[Data items]
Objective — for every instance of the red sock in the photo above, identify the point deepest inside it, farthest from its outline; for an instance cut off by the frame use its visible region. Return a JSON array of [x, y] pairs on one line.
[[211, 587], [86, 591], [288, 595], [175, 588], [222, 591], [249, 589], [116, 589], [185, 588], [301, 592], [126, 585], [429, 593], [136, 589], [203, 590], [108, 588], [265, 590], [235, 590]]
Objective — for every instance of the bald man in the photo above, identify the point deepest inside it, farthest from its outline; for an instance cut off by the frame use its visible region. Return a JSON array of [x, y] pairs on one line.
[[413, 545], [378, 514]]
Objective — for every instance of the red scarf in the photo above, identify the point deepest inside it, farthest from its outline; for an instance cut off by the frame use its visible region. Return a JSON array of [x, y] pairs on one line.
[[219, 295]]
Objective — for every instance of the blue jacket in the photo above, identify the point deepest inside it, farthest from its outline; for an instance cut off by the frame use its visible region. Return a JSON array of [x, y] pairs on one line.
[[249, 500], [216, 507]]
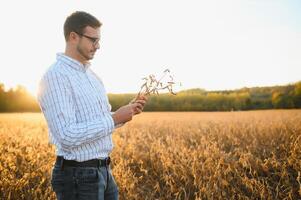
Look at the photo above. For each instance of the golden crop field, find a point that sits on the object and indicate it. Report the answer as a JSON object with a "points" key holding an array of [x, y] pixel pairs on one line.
{"points": [[201, 155]]}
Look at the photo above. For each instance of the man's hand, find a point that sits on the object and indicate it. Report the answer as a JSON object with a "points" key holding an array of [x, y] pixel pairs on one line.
{"points": [[139, 104], [124, 114]]}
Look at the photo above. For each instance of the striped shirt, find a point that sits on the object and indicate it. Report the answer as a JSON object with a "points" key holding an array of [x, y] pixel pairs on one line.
{"points": [[76, 107]]}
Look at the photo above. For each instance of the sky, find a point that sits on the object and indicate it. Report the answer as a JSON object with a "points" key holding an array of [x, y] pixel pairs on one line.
{"points": [[213, 45]]}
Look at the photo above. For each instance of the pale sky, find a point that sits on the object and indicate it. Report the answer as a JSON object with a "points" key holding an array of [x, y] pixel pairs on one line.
{"points": [[213, 45]]}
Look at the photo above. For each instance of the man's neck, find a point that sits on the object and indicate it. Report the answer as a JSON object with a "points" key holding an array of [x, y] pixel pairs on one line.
{"points": [[75, 56]]}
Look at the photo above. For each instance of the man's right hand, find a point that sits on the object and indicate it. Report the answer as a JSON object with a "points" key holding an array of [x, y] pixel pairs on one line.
{"points": [[124, 113]]}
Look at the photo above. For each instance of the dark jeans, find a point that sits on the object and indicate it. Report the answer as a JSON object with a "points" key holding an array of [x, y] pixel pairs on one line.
{"points": [[83, 183]]}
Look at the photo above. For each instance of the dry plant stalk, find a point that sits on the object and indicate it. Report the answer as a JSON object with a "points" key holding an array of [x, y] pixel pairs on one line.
{"points": [[152, 85]]}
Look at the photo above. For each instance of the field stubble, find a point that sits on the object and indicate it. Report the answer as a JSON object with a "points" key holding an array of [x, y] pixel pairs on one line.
{"points": [[218, 155]]}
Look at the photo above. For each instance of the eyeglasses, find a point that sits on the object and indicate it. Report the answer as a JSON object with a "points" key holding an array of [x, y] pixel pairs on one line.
{"points": [[94, 40]]}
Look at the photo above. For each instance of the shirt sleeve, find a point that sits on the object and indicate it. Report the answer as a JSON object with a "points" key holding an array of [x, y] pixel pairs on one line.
{"points": [[56, 102]]}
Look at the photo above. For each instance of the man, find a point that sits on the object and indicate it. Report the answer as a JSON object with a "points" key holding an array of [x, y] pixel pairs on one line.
{"points": [[75, 105]]}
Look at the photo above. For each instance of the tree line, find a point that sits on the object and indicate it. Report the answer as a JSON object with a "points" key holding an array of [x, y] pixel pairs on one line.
{"points": [[275, 97]]}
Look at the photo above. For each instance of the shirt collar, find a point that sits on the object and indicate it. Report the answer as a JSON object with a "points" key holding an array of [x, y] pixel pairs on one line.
{"points": [[72, 62]]}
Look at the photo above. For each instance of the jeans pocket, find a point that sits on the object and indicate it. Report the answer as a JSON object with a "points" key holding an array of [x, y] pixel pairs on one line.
{"points": [[89, 181], [57, 180]]}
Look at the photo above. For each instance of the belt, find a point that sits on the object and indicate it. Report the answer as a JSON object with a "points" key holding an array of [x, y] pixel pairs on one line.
{"points": [[89, 163]]}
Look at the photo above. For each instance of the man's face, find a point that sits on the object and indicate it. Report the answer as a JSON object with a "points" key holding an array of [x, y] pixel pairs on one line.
{"points": [[88, 42]]}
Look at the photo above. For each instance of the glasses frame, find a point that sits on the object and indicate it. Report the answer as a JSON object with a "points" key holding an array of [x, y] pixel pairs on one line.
{"points": [[95, 41]]}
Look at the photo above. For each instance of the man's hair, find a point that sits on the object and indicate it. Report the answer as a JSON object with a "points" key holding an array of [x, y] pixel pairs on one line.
{"points": [[78, 21]]}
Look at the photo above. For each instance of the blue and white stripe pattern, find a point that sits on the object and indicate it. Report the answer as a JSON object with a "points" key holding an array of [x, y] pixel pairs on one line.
{"points": [[76, 108]]}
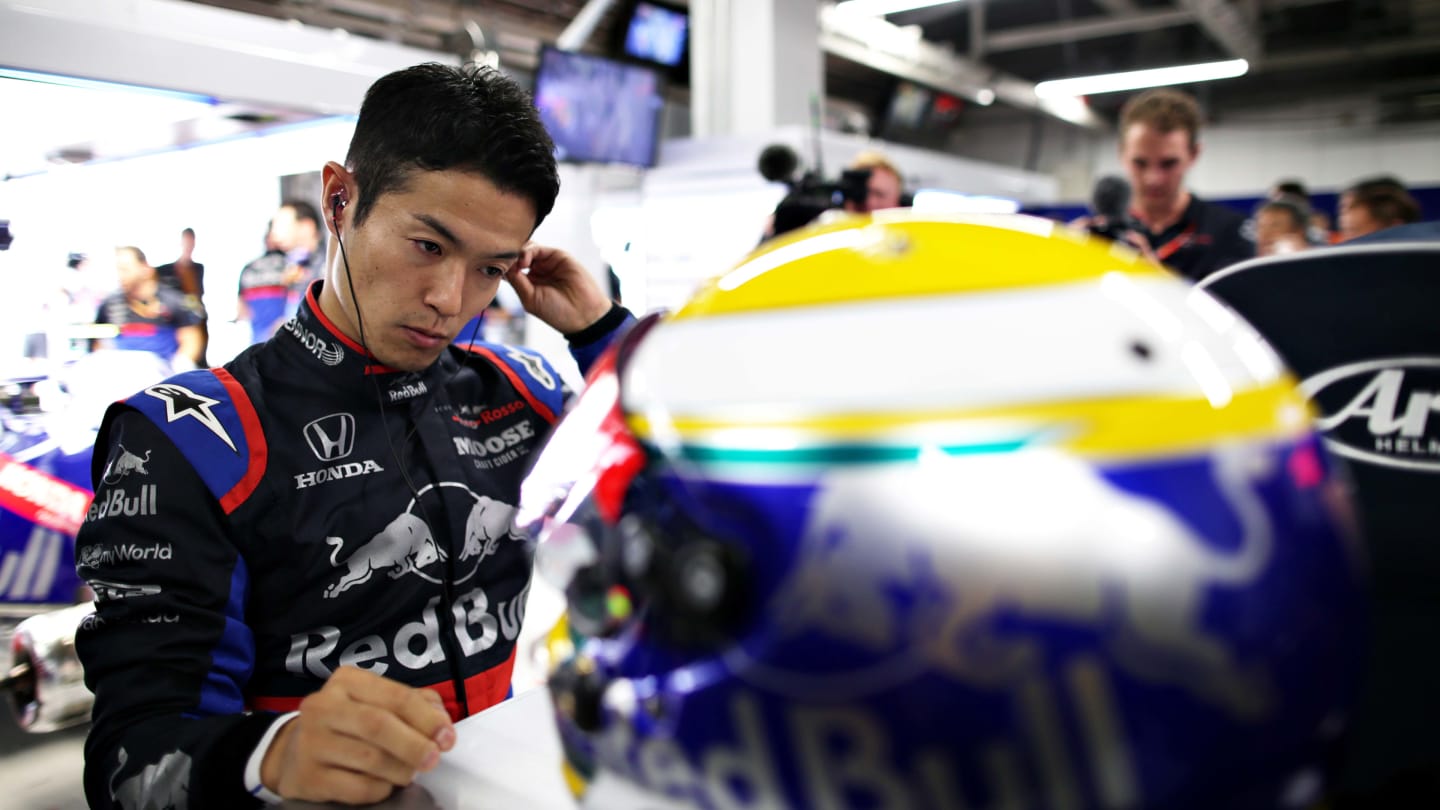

Work item: Copy out all the data above exactly, minus the images.

Exercise solution:
Objective — for every instance of the red sock in the photo above, identify the point deepest inside it, farthest from its outline; for an instance cut off by the frame use its visible region. Return a JSON array of [x, y] pairs on one line.
[[211, 587], [86, 591], [288, 595], [175, 588], [222, 591], [249, 589], [116, 589], [185, 588], [301, 592], [126, 585], [429, 593], [136, 589], [203, 590], [108, 588], [265, 590], [235, 590]]
Objective — for every instance of the bald man in the photo above, identify the point deepest inside it, farthest from its outline; for an instance cut off by the frame use its visible region. Return a JSON array of [x, y] pairs on one line.
[[413, 545], [378, 514]]
Objective — for every instance of the red scarf in the photo above, identify the point deepest inside it, farthest from its outline; for an instance cut off by the frame use its visible region. Return a JSON array of [x, y] pairs on one line.
[[219, 295]]
Objective — for every instance of the blue jacket in the photo above, identify the point deepest inside it, farthest from its outline; for an instance cut off by the frame use its visible region. Return a JSON array of [x, y] pairs on one line.
[[249, 500], [216, 507]]
Look at the photo above. For each instance of the golden crop field, find a point that sits on the object and indicate it. Report the answer as a JSON object with a "points" key holding an array of [x, y] pixel pairs on one line.
{"points": [[201, 155]]}
Look at the photo above. For each instance of the man's hand, find a point that sits on the object and indicate it. Report the answer as a JSON object with a "points" key holding an array of [x, y] pixel pairs on one line.
{"points": [[139, 104], [124, 114]]}
Look at the photo above. For each instance of the striped shirt, find a point that sits on the object and indicate it. Report the answer as a JSON object with a "points" key holding an array of [x, y] pixel pairs on one line.
{"points": [[76, 107]]}
Look at the photo above. For each instance of the sky, find a point that sits on the object and indicate it. Report the answer as a JSON object with a "points" key holding an array of [x, y] pixel pairs on one line.
{"points": [[213, 45]]}
Look at the photo above. For each instance of the pale sky, find a point that sits on the object and indicate it. Report the answer as a JSON object with a "points" key holding an array of [x, y] pixel pairs on one line.
{"points": [[213, 45]]}
Look at the photo above. For each instance of the man's neck, find a point that sits on the object and indicate it. Report the answer as a JSON object with a "points" key holding an array of [x, y] pixel pairs on one line.
{"points": [[75, 56]]}
Look at the photo above. For each instance of the man's right hand, find a point that sits on the object and indicate it. Report the answer as a JSON object with a "points" key holding an array of [x, y] pixel pairs on one line.
{"points": [[124, 113]]}
Look at the photo above. For each instance of the dark jeans, find a point that sits on the object and indicate it. Report the answer as a JSON object with a "points" key holding an array of [x, y] pixel pairs on one line.
{"points": [[83, 183]]}
Look at the photo above. For each instance of the dry plant stalk, find a point that sits on the object and indicate it. Report the answer as a JSON object with a "points" key holding an array of [x, y] pixel pairs on one line.
{"points": [[152, 85]]}
Look at the photo above. For each instance of the field stubble, find a point that sits on the object and indicate it. Report the answer as a JSON object with a "points" key holding an array of [x, y] pixel pairs on one line.
{"points": [[218, 155]]}
Look at the photo above. For each instance of the eyeglasses, find a point that sits on the object and indicate it. Report the answer as a JSON object with a "points" key holding an array of [x, y] pixel pairs on one line.
{"points": [[94, 40]]}
Look at the photo above. For each instance of the shirt sleeve, find a point that sits on the object and indicate it. Report the answer as a JSON object with a "points" key holding an array of [x, y] pixel pairs on one line.
{"points": [[56, 102]]}
Look at the photo above. For each instance of the man, find a point that sits on the object and indicate it. Report the answer as a JSON object with a "points" key holding an array of [x, y] pixel pairs on one line.
{"points": [[75, 105]]}
Look at the photo above. For each instance of the tree line, find a point that sits on the object and indicate it. Report the answer as a JSON object with a "points" key holding an array of [x, y] pixel pairs on one line.
{"points": [[275, 97]]}
Look at the photo above. For each instance of the shirt collar, find a point that sits on the object and indicate it. Report the answer as a JSON object with a "points" key holding an array of [x, y] pixel pairs on one line.
{"points": [[72, 62]]}
Look at the photo above. For each instance of the jeans pocket, find a point that sits on the object and indicate it. Report the answer as a JSON object with a "points" key holding an array of [x, y] pixel pairs on one line.
{"points": [[89, 181], [57, 180]]}
Look at the photo above. For each instance of the belt, find a point that sits on the object and indicate it. Report the answer as a JSON object with a "points" key holding an array of [x, y] pixel pairs on one line.
{"points": [[89, 163]]}
Look at the photo above. For each instance of the man's face, find a point that sits on the object and indicate it. Report the answer as a JSON object with a "points" key holding an array of [x, y] pixel pairs on one line.
{"points": [[88, 42]]}
Look at the photo above. For each instance of the glasses frame, find a point that sits on the object and indicate it. Report the answer as a JSON object with a "points" key holding an array of [x, y] pixel pairs on one line.
{"points": [[95, 41]]}
Look at the photo above. For each instance of the man's hair, find a point that sits on the object and indicate it. Report the answer as a JSON object with a "points" key holding an array of [x, y] pixel pairs on one line.
{"points": [[78, 21]]}
Look at the photo above. For each instance of the blue and white stripe pattern, find a point that sits on the object and indicate it. Report the answer as a JSON object with a "points" key holding an array of [x, y] pixel pairs on one line.
{"points": [[76, 108]]}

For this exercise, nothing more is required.